In the news report on the federal grant dispute, why did the nineteen states and the District of Columbia agree to drop their lawsuit? Answer in one to three sentences.

**Text for analysis**
# # # #

By Nate Raymond
(Reuters) -The U.S. Department of Justice has reversed course and will not seek to prevent a group of Democratic-led states from using federal grant funding to provide legal services to victims of domestic violence and sexual assault who are immigrants living in the United States illegally.
Nineteen states and the District of Columbia on Monday agreed to drop a lawsuit they filed last month over the new grant conditions after the Justice Department agreed not to apply them to their existing grant awards.
“Attacking survivors is despicable, and I am relieved that the federal government has backed down from this dangerous policy,” New York Attorney General Letitia James said in a statement.
The Justice Department did not respond to a request for comment.
The states had sued in Rhode Island federal court after the Justice Department informed them in August that they could no longer use funds from three grant programs to cover legal services for immigrants “unlawfully present in the United States.”
The grants in question include those under the Violence Against Women Act and Victims of Crime Act, which help states support victims of domestic violence, sexual assault, human trafficking and other violent crimes.
The states said they rely on grants from those programs to provide victim services, including representation in family court for protective orders; relocation and housing assistance; and compensation for medical bills and funeral costs.

# # # #

**Data records**

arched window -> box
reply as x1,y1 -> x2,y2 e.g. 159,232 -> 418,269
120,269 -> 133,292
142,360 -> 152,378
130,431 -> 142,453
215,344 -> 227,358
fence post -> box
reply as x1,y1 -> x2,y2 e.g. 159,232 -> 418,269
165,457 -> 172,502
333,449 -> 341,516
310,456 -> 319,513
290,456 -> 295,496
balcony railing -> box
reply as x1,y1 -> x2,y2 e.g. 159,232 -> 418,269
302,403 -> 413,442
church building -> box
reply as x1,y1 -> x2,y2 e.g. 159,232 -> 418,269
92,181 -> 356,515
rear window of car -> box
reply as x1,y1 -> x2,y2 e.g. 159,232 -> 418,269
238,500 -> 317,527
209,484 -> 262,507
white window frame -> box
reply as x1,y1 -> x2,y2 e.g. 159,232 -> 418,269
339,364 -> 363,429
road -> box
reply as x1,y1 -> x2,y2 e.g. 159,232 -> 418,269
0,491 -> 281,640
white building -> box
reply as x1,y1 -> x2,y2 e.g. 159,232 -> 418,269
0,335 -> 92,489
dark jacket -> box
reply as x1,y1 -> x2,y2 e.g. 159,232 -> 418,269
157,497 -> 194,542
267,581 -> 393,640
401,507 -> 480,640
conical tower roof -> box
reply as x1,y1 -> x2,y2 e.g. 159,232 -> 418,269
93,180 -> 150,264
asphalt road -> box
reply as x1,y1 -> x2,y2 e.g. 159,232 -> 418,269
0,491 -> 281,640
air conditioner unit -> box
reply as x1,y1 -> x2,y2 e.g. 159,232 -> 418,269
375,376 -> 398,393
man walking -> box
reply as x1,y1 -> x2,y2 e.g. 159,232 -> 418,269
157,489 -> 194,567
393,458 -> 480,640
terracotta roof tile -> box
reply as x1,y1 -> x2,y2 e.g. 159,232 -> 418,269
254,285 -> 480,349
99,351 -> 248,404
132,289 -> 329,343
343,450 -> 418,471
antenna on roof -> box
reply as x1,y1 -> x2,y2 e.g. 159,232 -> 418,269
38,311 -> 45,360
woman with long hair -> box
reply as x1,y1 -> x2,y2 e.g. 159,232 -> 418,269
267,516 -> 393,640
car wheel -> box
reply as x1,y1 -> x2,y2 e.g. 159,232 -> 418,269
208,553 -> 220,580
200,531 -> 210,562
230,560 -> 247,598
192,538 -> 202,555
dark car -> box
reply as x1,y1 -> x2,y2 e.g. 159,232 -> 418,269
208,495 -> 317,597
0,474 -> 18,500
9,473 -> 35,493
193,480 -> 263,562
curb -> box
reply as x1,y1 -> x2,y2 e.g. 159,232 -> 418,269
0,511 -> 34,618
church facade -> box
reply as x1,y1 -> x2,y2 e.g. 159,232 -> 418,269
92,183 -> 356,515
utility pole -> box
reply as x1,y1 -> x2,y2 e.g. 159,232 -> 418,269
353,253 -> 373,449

# # # #

**Result of the exercise**
They agreed to drop the lawsuit because the Justice Department agreed not to apply the new grant conditions to their existing grant awards. Those conditions would have barred them from using funds from three grant programs to cover legal services for immigrants "unlawfully present in the United States."